Can you rewrite the material below with every "drop a marker" changed to "place a point" and nothing else altered?

— Start of Data rows —

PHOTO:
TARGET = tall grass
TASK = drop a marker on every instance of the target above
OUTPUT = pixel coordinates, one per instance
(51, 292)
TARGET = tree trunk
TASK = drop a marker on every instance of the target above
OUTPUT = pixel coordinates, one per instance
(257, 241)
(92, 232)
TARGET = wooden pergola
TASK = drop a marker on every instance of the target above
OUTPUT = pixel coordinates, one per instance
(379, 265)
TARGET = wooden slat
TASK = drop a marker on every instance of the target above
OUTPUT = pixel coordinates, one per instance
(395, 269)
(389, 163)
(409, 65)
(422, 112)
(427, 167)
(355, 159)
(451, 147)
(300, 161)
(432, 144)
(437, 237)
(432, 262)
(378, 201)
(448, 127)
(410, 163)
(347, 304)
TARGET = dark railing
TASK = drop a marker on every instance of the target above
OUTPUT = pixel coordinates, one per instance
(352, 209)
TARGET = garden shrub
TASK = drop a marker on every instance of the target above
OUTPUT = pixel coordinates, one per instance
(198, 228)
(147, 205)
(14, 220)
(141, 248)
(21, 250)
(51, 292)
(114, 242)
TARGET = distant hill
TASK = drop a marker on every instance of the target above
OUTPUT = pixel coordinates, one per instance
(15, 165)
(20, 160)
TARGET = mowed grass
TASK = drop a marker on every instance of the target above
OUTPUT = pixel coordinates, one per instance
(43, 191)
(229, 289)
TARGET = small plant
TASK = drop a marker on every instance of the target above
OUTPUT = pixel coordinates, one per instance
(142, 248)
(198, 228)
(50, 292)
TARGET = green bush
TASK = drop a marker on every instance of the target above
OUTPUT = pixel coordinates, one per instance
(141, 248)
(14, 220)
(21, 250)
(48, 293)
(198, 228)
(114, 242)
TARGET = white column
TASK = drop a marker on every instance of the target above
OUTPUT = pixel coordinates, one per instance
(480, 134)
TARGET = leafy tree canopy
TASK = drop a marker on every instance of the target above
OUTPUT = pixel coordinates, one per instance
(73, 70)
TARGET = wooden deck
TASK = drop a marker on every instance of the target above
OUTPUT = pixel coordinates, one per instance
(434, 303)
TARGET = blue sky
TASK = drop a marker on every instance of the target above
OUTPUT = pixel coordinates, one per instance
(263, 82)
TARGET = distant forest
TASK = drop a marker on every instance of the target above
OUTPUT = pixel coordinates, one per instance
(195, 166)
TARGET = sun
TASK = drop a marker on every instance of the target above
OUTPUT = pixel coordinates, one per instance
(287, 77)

— End of Data rows —

Result for this task »
PHOTO:
TARGET = tall grass
TASK = place a point on every instance of the target above
OUTPUT = pixel coordinates, one per instance
(51, 292)
TARGET = tree trunk
TASK = place a point on every instance of the target above
OUTPUT = pixel coordinates, one per instance
(257, 241)
(92, 232)
TARGET = wooden pergola
TASK = place a point on every instance of the target above
OUTPUT = pixel coordinates, one per instance
(379, 265)
TARGET = wooden slat
TASK = place a point on every instance of the target above
OUTPUT = pixel coordinates, one per instance
(395, 269)
(389, 163)
(409, 65)
(422, 112)
(427, 167)
(355, 159)
(451, 147)
(300, 161)
(432, 144)
(437, 237)
(432, 262)
(378, 201)
(448, 127)
(410, 163)
(347, 304)
TARGET = dark railing
TASK = place a point on every instance of the target above
OUTPUT = pixel coordinates, one per instance
(352, 209)
TARGET = garden shrub
TASK = place a point on every instance of the target above
OUTPUT = pixel coordinates, one per instance
(198, 228)
(147, 205)
(14, 220)
(141, 248)
(21, 250)
(51, 292)
(114, 242)
TARGET = distant hill
TASK = place a point on every instance of the target above
OUTPUT = pixel coordinates, one per instance
(15, 165)
(20, 160)
TARGET = mowed grass
TASK = place a point on every instance of the target above
OUTPUT = pixel coordinates, one per instance
(43, 191)
(229, 289)
TARGET = small plant
TASK = place a point on every instance of the target above
OUTPUT = pixel coordinates, one per instance
(142, 248)
(198, 228)
(50, 292)
TARGET = green bush
TASK = place a point on every instance of the target above
OUTPUT = pixel coordinates, one per instance
(141, 248)
(14, 220)
(21, 250)
(48, 293)
(198, 228)
(114, 242)
TARGET = white column
TASK = place a point on every instance of the target above
OUTPUT = pixel coordinates, one per instance
(480, 134)
TARGET = leafy tree canopy
TASK = place a point on every instance of the target above
OUTPUT = pixel coordinates, one per instance
(73, 70)
TARGET = wooden deck
TASK = place a point on every instance of the target above
OUTPUT = pixel coordinates, one per instance
(434, 303)
TARGET = blue sky
TASK = place a point on every instance of the target above
OUTPUT = pixel coordinates, one per instance
(263, 82)
TARGET = distant forest
TASK = place a point on every instance of the target above
OUTPUT = pixel coordinates, one per instance
(195, 166)
TARGET = sun
TASK = place a point on every instance of the target above
OUTPUT = pixel coordinates, one per instance
(287, 77)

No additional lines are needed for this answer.